What to produce: Reproduce every one of the rows below word for word, omitting the pictures.
***** Extracted records
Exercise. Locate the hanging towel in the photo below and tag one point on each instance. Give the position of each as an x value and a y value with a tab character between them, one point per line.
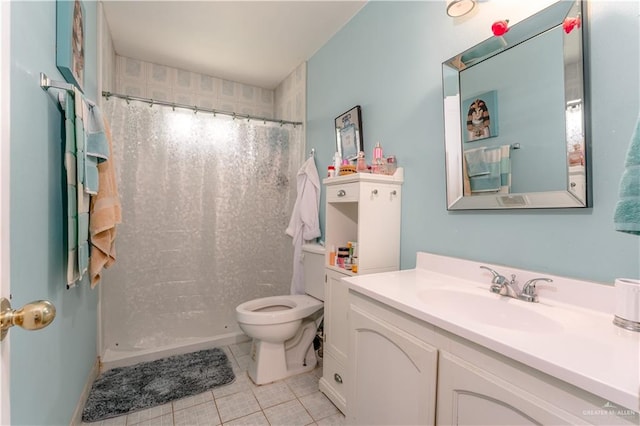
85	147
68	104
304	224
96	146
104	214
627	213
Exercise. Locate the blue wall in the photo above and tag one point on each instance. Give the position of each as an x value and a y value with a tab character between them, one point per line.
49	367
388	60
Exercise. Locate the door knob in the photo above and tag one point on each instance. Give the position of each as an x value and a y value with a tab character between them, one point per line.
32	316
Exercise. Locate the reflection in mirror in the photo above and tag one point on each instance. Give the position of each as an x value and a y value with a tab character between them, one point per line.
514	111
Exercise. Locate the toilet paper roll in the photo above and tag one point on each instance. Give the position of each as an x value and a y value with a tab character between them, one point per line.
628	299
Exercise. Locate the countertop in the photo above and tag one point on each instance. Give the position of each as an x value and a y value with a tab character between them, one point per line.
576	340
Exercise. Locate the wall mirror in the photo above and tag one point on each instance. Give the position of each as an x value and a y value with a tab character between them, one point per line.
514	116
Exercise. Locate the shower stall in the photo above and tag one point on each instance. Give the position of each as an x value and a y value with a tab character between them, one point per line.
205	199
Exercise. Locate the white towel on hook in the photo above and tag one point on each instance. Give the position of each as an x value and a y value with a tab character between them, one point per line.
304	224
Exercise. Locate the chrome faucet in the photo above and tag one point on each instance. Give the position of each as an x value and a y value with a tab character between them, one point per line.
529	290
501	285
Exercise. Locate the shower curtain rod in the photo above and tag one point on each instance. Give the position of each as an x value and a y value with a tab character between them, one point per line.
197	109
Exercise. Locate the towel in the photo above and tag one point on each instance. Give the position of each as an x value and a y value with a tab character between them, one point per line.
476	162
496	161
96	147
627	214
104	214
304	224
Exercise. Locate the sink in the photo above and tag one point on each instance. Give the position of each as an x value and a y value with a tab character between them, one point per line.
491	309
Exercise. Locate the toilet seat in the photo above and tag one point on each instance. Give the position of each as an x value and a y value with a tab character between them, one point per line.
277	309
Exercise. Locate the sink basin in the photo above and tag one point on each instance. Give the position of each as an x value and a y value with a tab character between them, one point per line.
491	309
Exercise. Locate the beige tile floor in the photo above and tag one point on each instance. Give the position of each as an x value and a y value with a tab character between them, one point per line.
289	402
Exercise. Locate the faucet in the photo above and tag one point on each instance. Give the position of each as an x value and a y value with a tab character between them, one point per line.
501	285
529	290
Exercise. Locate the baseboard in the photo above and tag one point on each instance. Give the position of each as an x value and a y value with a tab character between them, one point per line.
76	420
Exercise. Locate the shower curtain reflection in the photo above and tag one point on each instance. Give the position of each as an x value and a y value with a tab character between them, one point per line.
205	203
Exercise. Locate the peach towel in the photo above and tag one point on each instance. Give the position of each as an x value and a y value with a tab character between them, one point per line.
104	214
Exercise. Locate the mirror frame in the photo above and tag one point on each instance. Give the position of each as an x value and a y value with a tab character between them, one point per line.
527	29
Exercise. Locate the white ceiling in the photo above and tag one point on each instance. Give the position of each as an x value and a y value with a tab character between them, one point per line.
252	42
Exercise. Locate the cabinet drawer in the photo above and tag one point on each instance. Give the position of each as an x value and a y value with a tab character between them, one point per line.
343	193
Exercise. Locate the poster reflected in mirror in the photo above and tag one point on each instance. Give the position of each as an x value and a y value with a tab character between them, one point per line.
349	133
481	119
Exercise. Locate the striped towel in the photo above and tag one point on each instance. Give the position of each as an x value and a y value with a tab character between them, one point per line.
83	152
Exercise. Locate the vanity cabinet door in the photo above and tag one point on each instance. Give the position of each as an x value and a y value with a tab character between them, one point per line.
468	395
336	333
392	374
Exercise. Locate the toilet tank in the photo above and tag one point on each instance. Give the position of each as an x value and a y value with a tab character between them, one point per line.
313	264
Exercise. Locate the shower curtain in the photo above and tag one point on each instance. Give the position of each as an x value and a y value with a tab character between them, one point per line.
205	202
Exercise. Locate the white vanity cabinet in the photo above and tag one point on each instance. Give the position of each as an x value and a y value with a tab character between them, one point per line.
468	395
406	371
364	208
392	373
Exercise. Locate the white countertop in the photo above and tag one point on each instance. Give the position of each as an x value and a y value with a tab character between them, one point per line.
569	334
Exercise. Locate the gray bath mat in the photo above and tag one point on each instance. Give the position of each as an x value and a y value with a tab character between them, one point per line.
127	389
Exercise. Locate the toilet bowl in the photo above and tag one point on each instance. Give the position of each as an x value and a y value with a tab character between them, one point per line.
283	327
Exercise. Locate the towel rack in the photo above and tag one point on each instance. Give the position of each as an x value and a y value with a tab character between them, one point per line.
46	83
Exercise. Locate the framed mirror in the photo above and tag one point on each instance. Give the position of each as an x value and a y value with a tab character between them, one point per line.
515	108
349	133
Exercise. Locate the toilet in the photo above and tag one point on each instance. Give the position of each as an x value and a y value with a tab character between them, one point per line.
**********
Full output:
Exercise. Locate the hanging towel in the photo below and tag one point on each instance. Give the position of each as an x value and a y value with a tab character between them, one point per line.
85	147
68	104
304	224
96	146
104	214
627	213
Exercise. Locate the blue wall in the photo above and tag one point on each instance. Give the position of each as an x value and a y value with a tab character between them, one point per line.
49	367
388	60
Exercise. Locate the door knob in the photo above and tag one point on each instance. Give the position of each as an x value and a y value with a tab character between them, one point per line.
32	316
Exercise. Locate the reflection in mirror in the photo above and tag one point on each instance. Give the position of each as an x value and a y value with a tab character between them, one point per line.
514	111
Exercise. Locate the toilet paper roll in the photo above and tag one point on each instance. Give the position of each as an x value and a y value with a tab character between them, one point per line.
628	299
Exercise. Locate the countertop in the photo above and tag one point on each instance. Give the position of each as an x value and a y value with a tab character between them, one point per line.
576	340
Exercise. Locate the wall mirror in the photo above and tag one point on each instance. Give the position of each as an x value and a y value with a tab character between them, one point per line.
514	116
Exercise. Locate the shower stall in the photo above and tag one point on each instance. Give the position of each as an x value and a y value with a tab character between them, one point per line.
205	199
Exercise. Locate the white towel on hook in the photo above and tag one point on each instance. Give the position of each as an x value and a y value with a tab character between them, one point per line.
304	224
Exercise. Locate the chrome faucet in the photo above and tag one point on each instance. Give the position of each as an x value and a y value with a tab character between them, one point per line.
529	290
501	285
Exercise. Locate the shower curtain rod in the photo above and tag one point on each instance. Give the position of each as an x value and a y value with a tab character between them, one point per line.
197	109
Exercise. Locate the towel in the photo above and tag one point on each instance. Give the position of each as an x value and a y value with a tab character between them, one point per line.
476	162
496	161
96	147
627	214
104	214
304	224
Exercise. Locate the sink in the photo above and tag one point on each instance. Give the position of each as an x value and a y value with a tab character between them, one point per line.
491	309
Exercise. Locate the toilet seat in the photo above and tag one point on each instance. Give the position of each as an x value and a y value with a tab character between them, one point per line.
277	309
Exercise. Locate the sink basin in the photo above and tag one point on each instance. Give the position of each as an x value and a y value with a tab character between them, one point per line.
491	309
Exercise. Locate the beige tile floor in the photo above and tag one point on each instance. Give the position of each as an x value and a y value with a tab character between them, one point per line.
289	402
Exercise. Locate the faucet in the photo above and tag one point on each instance. Give the position of each as an x value and a y value with a tab character between them, one point per line.
501	285
529	290
Exercise. Locate the baseboard in the photo above and tag one point on each instance. Give the position of each as an x value and a y value with a tab character between them, one point per line.
76	420
Exercise. Locate the shower curtain reflection in the photo above and tag one point on each instance. Give the position of each as an x value and a y value with a tab character between them, one point per line.
205	203
Exercise. Locate the peach towel in the photo above and tag one point on each instance. Give the position of each as an x value and a y value with a tab character between them, one point per line.
104	214
Exercise. Locate the mirror frame in the photo above and tag one point on each instance. Give the position of each as an x value and a y value with a tab character between them, one point per line.
527	29
Exercise. Locate the white ceiling in the photo above and tag one point on each instance. Give the position of each as an x value and a y value with a tab character between them, one point per line.
252	42
Exercise. Locate the cabinet drawer in the photo above and tag one point on each instance. Give the position of each as an x value and a y value with a tab character between them, one point per line.
343	193
Exercise. Locate the poster reflected in mirror in the photo above and tag one point on each instance. Give the position of each as an x value and a y value with a tab character between them, one point per line.
349	133
481	119
Exercise. Locate the striped towel in the photo above and tag one point on each instance. Give the position of each as an x value and a y value with a tab character between them, one point per line.
83	152
Exercise. Locate the vanity cabinet door in the photo above and tag one point on each instance. Give the position of each as an x value and a y value with a tab character between them, one point per line.
468	395
336	333
392	374
Exercise. Locate the toilet tank in the photo above and tag one point on each instance. Give the position of each as an x value and a y value with a tab character between them, one point per line.
313	264
Exercise. Locate the shower curtain in the photo above and tag one point on each instance. Give the position of each as an x value and a y value with a tab character between them, one point per line.
205	202
Exercise. Locate the white vanity cabinet in the photo above and tag one point on each instance. Give the position of each as an x value and a y value with a tab character between them, one point per line.
468	395
406	371
364	208
392	373
Exercise. Locate the white countertop in the photo above and tag one point on each instance. Give the position of each as an x value and a y value with a tab character between them, one point per line.
569	334
Exercise. Locate the gray bath mat in the photo above and tag one point on each instance. Give the position of each as an x value and a y value with a tab character between them, one point per line.
127	389
Exercise. Locate the toilet bowl in the photo above and tag one point on each instance. Give the position of each as an x value and a y value with a tab character between them, one point per line.
283	327
Exercise. Locate the towel rack in the photo above and tag one point on each instance. Give the position of each as an x value and a y value with a tab character between them, one point per line.
46	83
Exercise. Locate the framed mirror in the photo above and tag one point on each instance. Give the position of each as an x value and a y value with a tab character between them, one point per line.
515	108
349	133
Exercise. Locate the toilet in the photo above and tag one point on each instance. Give the position of each as an x value and a y value with a tab character between them, one point per line.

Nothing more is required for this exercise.